=== ARTICOLO ===
BORGO SAN MARZANOTTO
Dai conventi alle botteghe: l’arte della miniatura, del ricamo e dell’arazzo
Le comunità religiose femminili, particolarmente numerose anche ad Asti, fin dall’alto Medioevo
offrivano alle donne un ambiente favorevole per esprimere le loro doti artistiche. Nei conventi
infatti le religiose, oltre che ricoprire il ruolo di amministratrici e insegnanti, erano impiegate come
bibliotecarie, scribe ed amanuensi.
Sono noti alcuni manoscritti copiati da donne che si erano ritirate nei monasteri e trasfondevano
nella miniatura quelle capacità che per ragioni sociali non potevano manifestare nella pittura su
tavola e ancor meno nell’affresco.
Particolarmente importanti furono, a partire dal X secolo, i ricami di indumenti liturgici che
venivano eseguiti con colori vivaci, impreziositi da smalti, perle, gemme lucenti su uno sfondo
intessuto d’oro e di seta. Altrettanto diffusa era la tessitura di arazzi e stoffe.
A partire dall’XI secolo fecero la loro comparsa anche ricamatrici professioniste non legate ai
monasteri. Dalla fine del Duecento crebbe la domanda di beni di lusso e si andarono formando
centri di produzione di manufatti di notevolissimo pregio. Nacquero botteghe, veri e propri atelier,
dove il maestro era affiancato da numerose maestranze che non di rado eseguivano i lavori su
disegno di pittori.
Oltre alla fortissima richiesta di paramenti e vesti liturgiche ricamate da parte degli ecclesiastici di
alto rango, si diffuse la moda di abiti ed ornamenti ricamati per le grandi occasioni, soprattutto per i
matrimoni nobiliari; anche i ceti più modesti non si facevano mancare, quando era possibile,
almeno un vestito ricamato.
Il gusto per il ricamo non si rivolgeva soltanto agli addobbi liturgici o agli abiti principeschi, ma a
tutto ciò che poteva essere ornato: dalle borse alle cinture, ai tessuti d’arredamento e soprattutto ai
“completi da camera”, a partire dal “capocielo”, e all’insieme di tendaggi posti a protezione del
letto, che addobbavano lussuosamente con tessuti di seta e d’oro e con arazzi le camere di dimore
signorili e principesche, dispiegandosi in abbondanti drappeggi coordinati con le coperte ed i
cuscini.
BORGO SAN PIETRO
Lo zodiaco e le influenze delle armonie cosmiche sull’ uomo e sull’ universo.
I simboli zodiacali del fastoso cornicione di Palazzo Catena, costituito da formelle in cotto
simulanti archetti trilobi, restano a testimoniare, unicum nel panorama decorativo
astigiano, come anche nella nostra città , nel basso Medioevo, fosse diffusa la
convinzione dell’influenza degli astri sulla vita e sulle attività degli uomini, sugli elementi
e sulle stagioni; la conoscenza delle armonie stellari era, inoltre, considerata
determinante per comprendere i caratteri psico-fisici delle persone e i loro stati d’animo.
Sulla base della coincidenza tra il numero degli Apostoli e quello dei segni zodiacali,
questi ultimi furono interpretati in senso cristiano così che, divenuti simboli della fede,
vennero raffigurati attorno alla figura del Cristo (Signore del cosmo e del tempo), mentre
la produzione di calendari illustrava la loro sequenza stagionale.
=== DATI ESTRATTI ===
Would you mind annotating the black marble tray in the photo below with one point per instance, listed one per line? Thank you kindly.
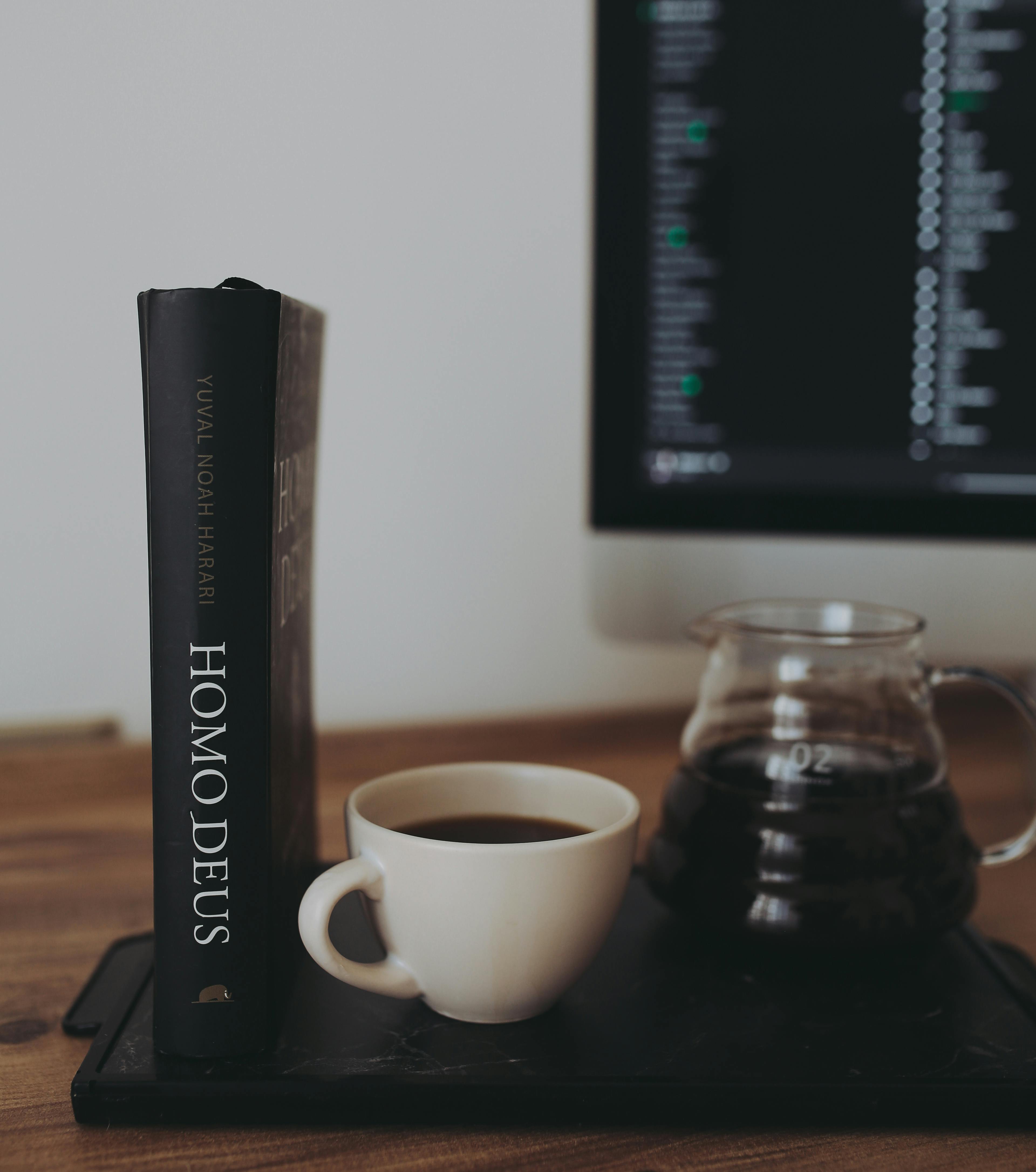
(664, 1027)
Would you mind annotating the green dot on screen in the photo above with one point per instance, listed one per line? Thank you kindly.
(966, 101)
===
=== DATI ESTRATTI ===
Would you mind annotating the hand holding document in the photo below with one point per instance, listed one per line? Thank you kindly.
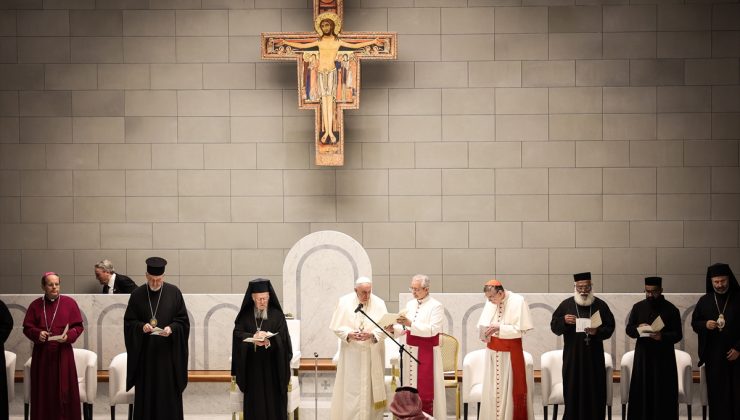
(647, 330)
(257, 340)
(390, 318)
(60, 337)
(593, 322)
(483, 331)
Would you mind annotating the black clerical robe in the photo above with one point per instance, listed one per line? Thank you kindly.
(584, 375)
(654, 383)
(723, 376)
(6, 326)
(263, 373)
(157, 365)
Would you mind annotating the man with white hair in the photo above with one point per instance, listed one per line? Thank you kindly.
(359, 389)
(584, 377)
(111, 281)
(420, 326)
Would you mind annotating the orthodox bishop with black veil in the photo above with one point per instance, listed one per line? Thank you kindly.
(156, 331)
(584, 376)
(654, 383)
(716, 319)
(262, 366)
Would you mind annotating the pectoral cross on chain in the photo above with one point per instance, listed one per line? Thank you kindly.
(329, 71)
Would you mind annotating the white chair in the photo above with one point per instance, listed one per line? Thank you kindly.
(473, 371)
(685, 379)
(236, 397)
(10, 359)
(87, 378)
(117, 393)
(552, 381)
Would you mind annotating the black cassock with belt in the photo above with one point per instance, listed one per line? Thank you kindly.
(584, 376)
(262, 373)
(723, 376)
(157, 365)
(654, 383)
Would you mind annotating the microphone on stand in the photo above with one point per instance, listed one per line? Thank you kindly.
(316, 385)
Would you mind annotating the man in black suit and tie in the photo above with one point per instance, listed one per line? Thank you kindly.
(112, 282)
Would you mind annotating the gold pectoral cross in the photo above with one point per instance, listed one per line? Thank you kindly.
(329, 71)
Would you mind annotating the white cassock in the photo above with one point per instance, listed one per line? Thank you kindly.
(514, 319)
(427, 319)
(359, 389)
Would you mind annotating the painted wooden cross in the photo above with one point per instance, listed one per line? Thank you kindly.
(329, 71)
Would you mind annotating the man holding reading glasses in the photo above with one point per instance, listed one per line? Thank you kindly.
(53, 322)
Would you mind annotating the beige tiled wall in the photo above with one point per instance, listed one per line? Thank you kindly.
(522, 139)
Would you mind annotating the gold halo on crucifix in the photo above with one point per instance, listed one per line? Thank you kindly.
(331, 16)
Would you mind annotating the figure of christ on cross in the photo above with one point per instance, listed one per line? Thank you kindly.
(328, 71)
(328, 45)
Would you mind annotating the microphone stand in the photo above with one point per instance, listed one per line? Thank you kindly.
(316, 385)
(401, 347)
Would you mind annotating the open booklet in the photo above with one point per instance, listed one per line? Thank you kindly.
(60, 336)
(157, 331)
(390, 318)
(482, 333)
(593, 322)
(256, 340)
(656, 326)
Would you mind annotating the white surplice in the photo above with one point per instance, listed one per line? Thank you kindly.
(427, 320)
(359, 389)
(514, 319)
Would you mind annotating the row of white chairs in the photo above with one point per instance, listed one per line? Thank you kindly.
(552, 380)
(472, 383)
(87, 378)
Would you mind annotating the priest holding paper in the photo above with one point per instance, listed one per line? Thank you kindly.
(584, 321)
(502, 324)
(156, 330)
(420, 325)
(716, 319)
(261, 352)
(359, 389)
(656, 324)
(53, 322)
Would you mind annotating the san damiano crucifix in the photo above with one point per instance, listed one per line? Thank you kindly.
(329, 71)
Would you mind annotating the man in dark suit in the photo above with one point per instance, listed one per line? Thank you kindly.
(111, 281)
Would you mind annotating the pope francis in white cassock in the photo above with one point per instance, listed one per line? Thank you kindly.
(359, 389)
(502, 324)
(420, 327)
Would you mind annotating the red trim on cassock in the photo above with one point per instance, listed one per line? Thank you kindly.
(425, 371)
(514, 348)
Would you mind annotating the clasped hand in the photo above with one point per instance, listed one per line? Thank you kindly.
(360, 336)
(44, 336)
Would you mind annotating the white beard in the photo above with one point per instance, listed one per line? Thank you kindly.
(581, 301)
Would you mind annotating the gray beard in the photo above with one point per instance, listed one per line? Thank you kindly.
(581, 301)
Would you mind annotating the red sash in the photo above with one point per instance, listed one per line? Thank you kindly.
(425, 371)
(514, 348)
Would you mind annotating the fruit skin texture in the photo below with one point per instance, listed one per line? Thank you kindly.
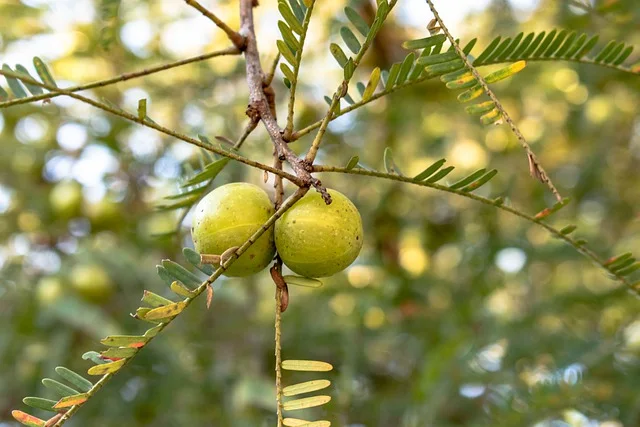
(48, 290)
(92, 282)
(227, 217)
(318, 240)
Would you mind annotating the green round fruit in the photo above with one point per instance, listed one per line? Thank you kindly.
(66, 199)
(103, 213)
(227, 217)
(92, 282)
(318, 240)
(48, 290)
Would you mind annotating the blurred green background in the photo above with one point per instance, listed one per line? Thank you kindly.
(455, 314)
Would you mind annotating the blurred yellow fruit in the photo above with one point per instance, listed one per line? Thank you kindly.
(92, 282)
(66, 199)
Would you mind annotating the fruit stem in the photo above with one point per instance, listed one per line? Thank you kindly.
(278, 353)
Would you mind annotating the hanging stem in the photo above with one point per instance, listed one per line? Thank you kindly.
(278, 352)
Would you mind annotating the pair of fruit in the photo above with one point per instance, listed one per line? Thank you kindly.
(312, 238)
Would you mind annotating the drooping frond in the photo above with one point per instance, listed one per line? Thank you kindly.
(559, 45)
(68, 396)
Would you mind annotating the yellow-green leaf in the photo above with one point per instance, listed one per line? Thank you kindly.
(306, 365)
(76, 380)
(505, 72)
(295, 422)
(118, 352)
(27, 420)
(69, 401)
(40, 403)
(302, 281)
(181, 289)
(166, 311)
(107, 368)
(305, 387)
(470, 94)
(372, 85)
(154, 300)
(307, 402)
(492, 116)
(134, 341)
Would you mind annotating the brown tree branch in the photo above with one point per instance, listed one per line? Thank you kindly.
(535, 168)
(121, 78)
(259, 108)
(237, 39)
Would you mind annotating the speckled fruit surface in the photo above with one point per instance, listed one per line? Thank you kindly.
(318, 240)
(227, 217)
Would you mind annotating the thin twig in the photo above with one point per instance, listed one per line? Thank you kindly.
===
=== DATI ESTRATTI ===
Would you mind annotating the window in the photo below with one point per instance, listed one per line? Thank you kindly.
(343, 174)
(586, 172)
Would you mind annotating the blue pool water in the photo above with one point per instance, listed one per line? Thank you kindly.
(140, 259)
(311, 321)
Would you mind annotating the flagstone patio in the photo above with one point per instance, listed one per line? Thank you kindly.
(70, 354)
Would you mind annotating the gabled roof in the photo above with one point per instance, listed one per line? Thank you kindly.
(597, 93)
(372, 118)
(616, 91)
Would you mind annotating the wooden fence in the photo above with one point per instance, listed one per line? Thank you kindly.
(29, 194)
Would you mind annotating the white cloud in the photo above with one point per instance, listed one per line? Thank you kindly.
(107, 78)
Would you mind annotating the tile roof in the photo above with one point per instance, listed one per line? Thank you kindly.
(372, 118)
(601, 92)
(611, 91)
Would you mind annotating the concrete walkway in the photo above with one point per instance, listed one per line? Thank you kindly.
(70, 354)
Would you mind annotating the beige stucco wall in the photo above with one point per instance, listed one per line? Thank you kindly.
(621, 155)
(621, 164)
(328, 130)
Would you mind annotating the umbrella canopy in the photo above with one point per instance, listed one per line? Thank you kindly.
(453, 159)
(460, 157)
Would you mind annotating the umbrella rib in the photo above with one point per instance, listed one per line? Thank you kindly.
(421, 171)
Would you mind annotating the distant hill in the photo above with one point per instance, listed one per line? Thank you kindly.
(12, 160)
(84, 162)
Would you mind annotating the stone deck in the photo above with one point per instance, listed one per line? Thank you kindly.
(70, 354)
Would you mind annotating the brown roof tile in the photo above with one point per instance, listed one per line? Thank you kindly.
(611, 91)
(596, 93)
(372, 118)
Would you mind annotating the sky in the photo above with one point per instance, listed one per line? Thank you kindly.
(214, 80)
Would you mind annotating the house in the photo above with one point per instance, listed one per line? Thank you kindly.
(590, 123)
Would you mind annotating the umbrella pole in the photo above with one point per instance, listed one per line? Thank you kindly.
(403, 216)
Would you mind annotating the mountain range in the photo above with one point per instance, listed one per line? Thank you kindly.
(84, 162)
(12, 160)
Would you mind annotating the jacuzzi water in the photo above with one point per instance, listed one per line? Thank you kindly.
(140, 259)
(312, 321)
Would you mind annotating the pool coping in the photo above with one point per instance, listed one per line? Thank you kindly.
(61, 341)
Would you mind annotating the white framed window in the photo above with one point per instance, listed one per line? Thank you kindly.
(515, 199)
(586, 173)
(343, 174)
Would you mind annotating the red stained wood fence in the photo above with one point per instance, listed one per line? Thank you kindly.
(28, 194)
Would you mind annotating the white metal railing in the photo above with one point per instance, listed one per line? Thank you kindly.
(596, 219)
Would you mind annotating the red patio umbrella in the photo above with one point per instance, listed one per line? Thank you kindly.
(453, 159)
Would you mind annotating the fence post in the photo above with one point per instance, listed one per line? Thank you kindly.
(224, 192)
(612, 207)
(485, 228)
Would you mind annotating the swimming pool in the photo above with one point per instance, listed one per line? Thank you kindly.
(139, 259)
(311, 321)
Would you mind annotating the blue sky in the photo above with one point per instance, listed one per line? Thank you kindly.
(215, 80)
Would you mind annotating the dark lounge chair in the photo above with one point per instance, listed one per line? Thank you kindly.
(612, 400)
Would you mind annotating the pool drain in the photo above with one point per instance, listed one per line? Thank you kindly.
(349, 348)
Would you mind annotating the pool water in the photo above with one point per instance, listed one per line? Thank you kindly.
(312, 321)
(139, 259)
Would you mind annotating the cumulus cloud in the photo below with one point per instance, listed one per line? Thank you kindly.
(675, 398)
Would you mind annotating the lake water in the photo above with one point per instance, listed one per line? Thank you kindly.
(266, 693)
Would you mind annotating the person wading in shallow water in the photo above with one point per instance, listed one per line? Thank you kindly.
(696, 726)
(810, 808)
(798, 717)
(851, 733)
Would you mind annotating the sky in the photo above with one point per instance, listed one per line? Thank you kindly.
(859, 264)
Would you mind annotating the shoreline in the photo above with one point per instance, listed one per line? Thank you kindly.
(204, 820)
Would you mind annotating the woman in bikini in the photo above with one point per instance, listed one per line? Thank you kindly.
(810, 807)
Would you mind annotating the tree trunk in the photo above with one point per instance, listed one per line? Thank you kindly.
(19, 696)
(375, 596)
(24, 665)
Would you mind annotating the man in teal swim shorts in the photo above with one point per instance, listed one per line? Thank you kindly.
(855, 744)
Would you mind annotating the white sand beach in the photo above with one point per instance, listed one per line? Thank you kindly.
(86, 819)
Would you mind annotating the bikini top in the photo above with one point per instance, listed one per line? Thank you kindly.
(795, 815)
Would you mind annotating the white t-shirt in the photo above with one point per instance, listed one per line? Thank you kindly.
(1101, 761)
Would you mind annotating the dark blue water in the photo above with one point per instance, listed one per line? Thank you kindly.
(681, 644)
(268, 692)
===
#### COMPITI ASSEGNATI
• A. Estrai dall'articolo il passo che va da "Sulla base della" a "loro sequenza stagionale.", riportandolo senza modifiche.
• B. Secondo l'articolo, a partire da quale secolo comparvero ricamatrici professioniste non legate ai monasteri?
• C. Scrivi il seguito dell'articolo sui borghi di Asti e sull'arte medievale, riprendendo subito dopo la sua ultima frase.

#### RISULTATI PER COMPITO
• A.
Sulla base della coincidenza tra il numero degli Apostoli e quello dei segni zodiacali,
questi ultimi furono interpretati in senso cristiano così che, divenuti simboli della fede,
vennero raffigurati attorno alla figura del Cristo (Signore del cosmo e del tempo), mentre
la produzione di calendari illustrava la loro sequenza stagionale.

• B. A partire dall'XI secolo.

• C.
L’uomo diventava così un microcosmo a immagine e somiglianza del macrocosmo divino,
gli astri in base alle disposizioni zodiacali potevano influenzare il corpo e la mente e
l’astrologia si affermò come forma di conoscenza capace di dare spiegazione alla vita, alla
psiche e all’anima, utile a comprendere la verità del reale e a divinare il destino.
Una certa confusione tra astrologia e astronomia assimilava – quanto meno a livello
popolare – la figura dell’astrologo a quella dell’astronomo: l’astrologo compilava le
“effemeridi”, tavole che riportavano le posizioni dei pianeti giorno per giorno,
stabilendone così gli influssi, mentre la cosiddetta “astrologia giudiziaria” aveva compiti
di divinazione. L’astronomo invece, utilizzando l’astrolabio, localizzava e calcolava la
posizione dei corpi celesti.
Presente presso le corti, non esclusa quella papale, l’astrologo spesso esercitava
un’influenza determinante in scelte politiche e decisioni operative. In secoli in cui la
scienza si andava lentamente e faticosamente affrancando dalle pratiche magicoesoteriche era facile lasciarsi sedurre dal fascino di conoscenze occulte: come testimonia
la vicenda Fra Filippo di Revigliasco, cavaliere gerosolimitano, che dapprima si occupò di
astrologia, negromanzia e scienze alchemiche, mentre in seguito ricusò totalmente questi
interessi per morire in fama di santità.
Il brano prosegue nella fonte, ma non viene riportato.